TEXT →
·····
Just to give you a taste, this is what the author, Kyra Hunting, writes in her conclusion:
[I]t is not enough to acknowledge that fan fiction and slash are not necessarily subversive. We cannot ignore the conservative potential of the exchange between canon and fanon. This is particularly imperative in cases where canonical texts have their own political goals. The ways that fan fiction can actively work to reinscribe normative or traditional values onto works that struggle with or resist these values are important sites of analysis.

This paper was written for me in mind, no doubt! Well, for other lovers and participators in slash who don't take it at face value.

I suspect that in a few issues there will be a paper about the queerbaiting phenomenon now making the waves due to Teen Wolf and the heartbreak that will occur with that.

And no, please don't tell me I need to watch the show. Others have tried. I'm over teenaged drama, angst and Alpha/Omega dynamics.

I'm honestly psyched about the fact that the season premier of Hawaii Five-0 falls on Yom Kippur eve, because that means I have no work that day and can watch and be fannish at my leisure!

Pardon me, I have to go and be Jewish.
eumelia: (omg lesbians!)
Goddamn! Life is kicking my ass.

I have been trying to write about Zachary Quinto and his coming out for days now, because the significance of why he came out, i.e. because it was the socially responsible thing to do, is a clear challenge towards other closeted celebrities.

I think anyone who can come out should, but I also understand why you wouldn't or don't. As it is, being out is more a negotiation or a process than anything else and it needs to happen over and over again.

When Quinto came out, in an interview, in which his sexuality was not the focus of the article (i.e. it wasn't about him coming out of the closet), he did it in a way I find myself doing more often than not - matter of fact and casual.
·····
STORED RECORDS →
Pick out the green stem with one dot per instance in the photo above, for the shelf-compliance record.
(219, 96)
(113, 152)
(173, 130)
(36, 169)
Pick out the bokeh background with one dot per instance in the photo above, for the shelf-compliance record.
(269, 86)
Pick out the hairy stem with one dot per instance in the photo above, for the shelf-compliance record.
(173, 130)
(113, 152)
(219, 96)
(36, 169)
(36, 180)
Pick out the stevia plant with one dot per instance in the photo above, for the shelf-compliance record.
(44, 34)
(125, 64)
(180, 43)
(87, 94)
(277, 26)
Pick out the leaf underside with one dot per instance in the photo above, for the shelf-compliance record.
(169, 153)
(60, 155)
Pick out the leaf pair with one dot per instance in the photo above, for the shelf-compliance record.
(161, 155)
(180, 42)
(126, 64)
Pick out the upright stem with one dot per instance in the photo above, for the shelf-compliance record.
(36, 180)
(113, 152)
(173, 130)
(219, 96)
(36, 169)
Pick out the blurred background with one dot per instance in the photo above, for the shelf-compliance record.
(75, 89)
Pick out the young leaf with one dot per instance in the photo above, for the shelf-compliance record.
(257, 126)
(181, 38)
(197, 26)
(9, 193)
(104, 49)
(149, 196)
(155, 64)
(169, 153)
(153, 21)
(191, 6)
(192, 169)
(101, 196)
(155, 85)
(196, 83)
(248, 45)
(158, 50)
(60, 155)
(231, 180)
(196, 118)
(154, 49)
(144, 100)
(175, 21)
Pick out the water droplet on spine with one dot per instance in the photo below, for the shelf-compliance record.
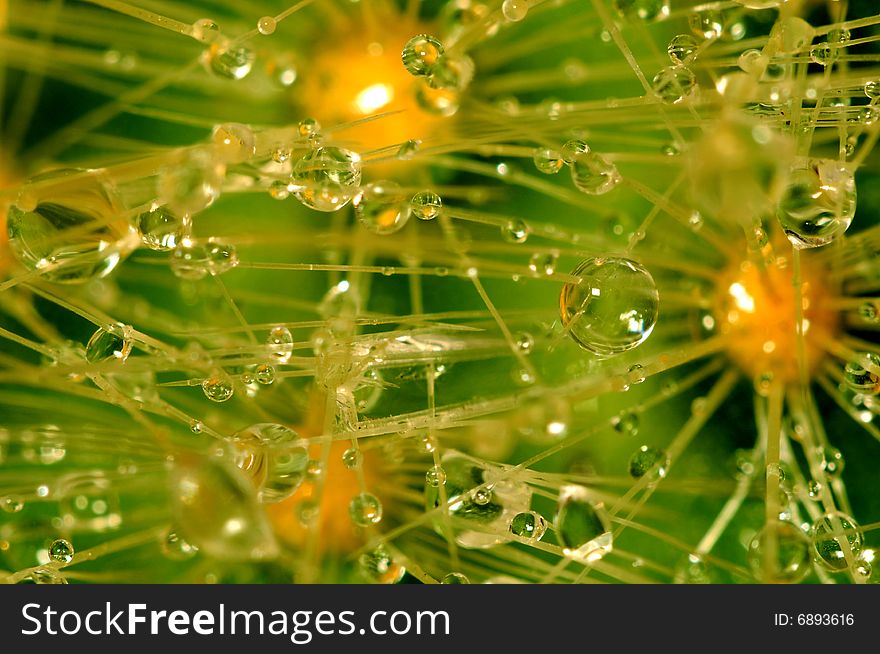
(613, 308)
(71, 228)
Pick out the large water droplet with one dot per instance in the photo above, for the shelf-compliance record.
(613, 308)
(583, 527)
(69, 227)
(217, 510)
(818, 204)
(326, 179)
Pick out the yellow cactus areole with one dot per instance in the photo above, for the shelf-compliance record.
(358, 74)
(757, 308)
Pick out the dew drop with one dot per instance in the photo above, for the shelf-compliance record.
(828, 532)
(61, 551)
(233, 142)
(280, 344)
(529, 525)
(421, 54)
(515, 10)
(779, 553)
(818, 204)
(382, 208)
(674, 84)
(860, 375)
(515, 231)
(218, 387)
(233, 62)
(613, 308)
(436, 476)
(327, 178)
(71, 228)
(573, 149)
(649, 462)
(681, 48)
(217, 511)
(583, 528)
(593, 174)
(109, 343)
(548, 160)
(365, 509)
(159, 228)
(266, 25)
(378, 566)
(265, 374)
(426, 205)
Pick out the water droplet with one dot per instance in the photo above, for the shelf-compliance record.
(176, 547)
(266, 25)
(233, 62)
(515, 10)
(477, 525)
(276, 458)
(159, 228)
(627, 423)
(436, 476)
(832, 461)
(192, 182)
(543, 263)
(548, 160)
(218, 387)
(707, 23)
(515, 231)
(308, 127)
(779, 553)
(649, 462)
(681, 48)
(828, 533)
(365, 509)
(674, 84)
(280, 342)
(818, 204)
(426, 205)
(408, 149)
(205, 30)
(593, 174)
(379, 566)
(573, 149)
(61, 550)
(529, 525)
(647, 10)
(382, 208)
(583, 528)
(613, 308)
(233, 142)
(112, 342)
(11, 504)
(352, 458)
(194, 259)
(264, 374)
(216, 509)
(858, 376)
(71, 228)
(421, 54)
(327, 178)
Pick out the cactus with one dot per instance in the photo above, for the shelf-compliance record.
(442, 292)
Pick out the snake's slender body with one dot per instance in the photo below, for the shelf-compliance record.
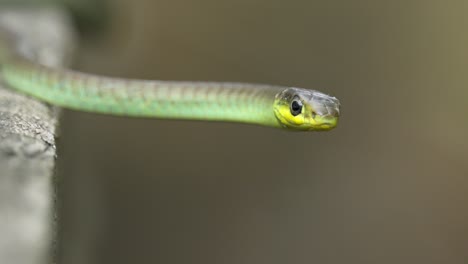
(237, 102)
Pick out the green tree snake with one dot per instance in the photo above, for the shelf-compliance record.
(275, 106)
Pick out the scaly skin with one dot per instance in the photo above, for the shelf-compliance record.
(235, 102)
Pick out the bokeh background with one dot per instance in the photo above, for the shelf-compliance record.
(389, 185)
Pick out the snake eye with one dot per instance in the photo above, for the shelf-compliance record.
(296, 106)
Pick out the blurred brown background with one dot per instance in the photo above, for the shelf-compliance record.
(389, 185)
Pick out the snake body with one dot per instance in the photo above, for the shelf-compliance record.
(267, 105)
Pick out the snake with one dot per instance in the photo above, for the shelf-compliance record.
(284, 107)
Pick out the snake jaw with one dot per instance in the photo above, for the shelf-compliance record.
(320, 112)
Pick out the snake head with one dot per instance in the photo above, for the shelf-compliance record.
(302, 109)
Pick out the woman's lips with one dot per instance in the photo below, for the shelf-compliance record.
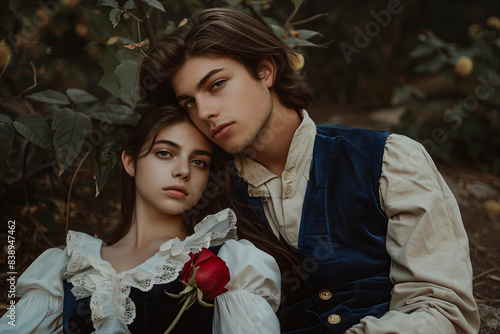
(176, 191)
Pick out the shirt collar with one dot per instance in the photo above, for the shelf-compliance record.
(300, 152)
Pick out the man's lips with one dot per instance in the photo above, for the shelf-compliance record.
(176, 191)
(221, 130)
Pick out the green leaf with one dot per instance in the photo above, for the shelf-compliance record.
(35, 129)
(109, 62)
(50, 96)
(100, 26)
(115, 114)
(292, 42)
(126, 73)
(80, 96)
(156, 4)
(110, 3)
(422, 50)
(105, 157)
(70, 129)
(307, 34)
(129, 5)
(6, 139)
(115, 15)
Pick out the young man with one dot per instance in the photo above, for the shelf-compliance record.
(382, 243)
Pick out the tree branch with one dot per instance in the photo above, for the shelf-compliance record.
(145, 21)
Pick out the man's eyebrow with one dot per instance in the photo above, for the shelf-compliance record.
(206, 77)
(201, 83)
(177, 146)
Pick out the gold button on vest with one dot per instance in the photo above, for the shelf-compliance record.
(325, 294)
(334, 319)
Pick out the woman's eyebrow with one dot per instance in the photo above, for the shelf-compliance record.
(177, 146)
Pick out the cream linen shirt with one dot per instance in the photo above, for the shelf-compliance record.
(426, 239)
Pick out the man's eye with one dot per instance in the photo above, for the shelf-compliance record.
(164, 154)
(189, 104)
(218, 84)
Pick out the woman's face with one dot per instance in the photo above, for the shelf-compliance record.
(172, 177)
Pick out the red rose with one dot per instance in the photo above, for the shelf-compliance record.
(211, 276)
(204, 277)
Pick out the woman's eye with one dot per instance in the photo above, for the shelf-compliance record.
(164, 154)
(199, 163)
(218, 84)
(189, 104)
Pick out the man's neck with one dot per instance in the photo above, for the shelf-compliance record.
(273, 143)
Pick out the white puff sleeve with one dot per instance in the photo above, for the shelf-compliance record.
(41, 290)
(254, 291)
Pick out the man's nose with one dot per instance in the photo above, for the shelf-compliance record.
(206, 109)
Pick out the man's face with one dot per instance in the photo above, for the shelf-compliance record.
(225, 102)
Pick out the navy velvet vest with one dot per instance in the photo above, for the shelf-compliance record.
(342, 236)
(155, 311)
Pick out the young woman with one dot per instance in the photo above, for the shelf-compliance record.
(173, 177)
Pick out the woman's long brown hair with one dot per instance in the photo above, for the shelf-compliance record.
(221, 192)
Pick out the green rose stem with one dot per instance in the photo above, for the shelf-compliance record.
(190, 293)
(186, 304)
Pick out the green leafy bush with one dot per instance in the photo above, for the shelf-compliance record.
(459, 121)
(57, 117)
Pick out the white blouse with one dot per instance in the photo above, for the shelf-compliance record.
(248, 306)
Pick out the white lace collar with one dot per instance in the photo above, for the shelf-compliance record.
(110, 304)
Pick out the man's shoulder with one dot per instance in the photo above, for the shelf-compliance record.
(350, 133)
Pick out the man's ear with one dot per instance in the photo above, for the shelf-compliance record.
(268, 71)
(128, 164)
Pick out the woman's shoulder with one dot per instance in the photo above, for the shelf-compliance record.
(45, 272)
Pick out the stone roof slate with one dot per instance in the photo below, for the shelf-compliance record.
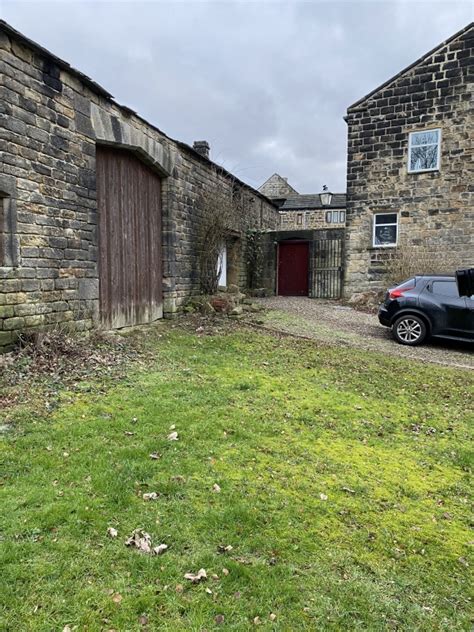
(365, 98)
(98, 89)
(312, 201)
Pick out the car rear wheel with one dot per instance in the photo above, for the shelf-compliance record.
(409, 330)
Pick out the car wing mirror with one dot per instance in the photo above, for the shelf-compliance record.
(465, 282)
·····
WORK INSTRUCTIONS →
- a) Answer these questions from the text, one line each:
(i) Who wrote the paper quoted at the start?
(ii) Which show's season premiere falls on Yom Kippur eve?
(iii) Why did Zachary Quinto come out?
- b) Copy everything in the text from "This paper was" down to "and be Jewish.", word for word.

OUTPUTS FOR THE TASKS →
- a)
(i) Kyra Hunting
(ii) Hawaii Five-0
(iii) Because it was the socially responsible thing to do.

- b)
This paper was written for me in mind, no doubt! Well, for other lovers and participators in slash who don't take it at face value.

I suspect that in a few issues there will be a paper about the queerbaiting phenomenon now making the waves due to Teen Wolf and the heartbreak that will occur with that.

And no, please don't tell me I need to watch the show. Others have tried. I'm over teenaged drama, angst and Alpha/Omega dynamics.

I'm honestly psyched about the fact that the season premier of Hawaii Five-0 falls on Yom Kippur eve, because that means I have no work that day and can watch and be fannish at my leisure!

Pardon me, I have to go and be Jewish.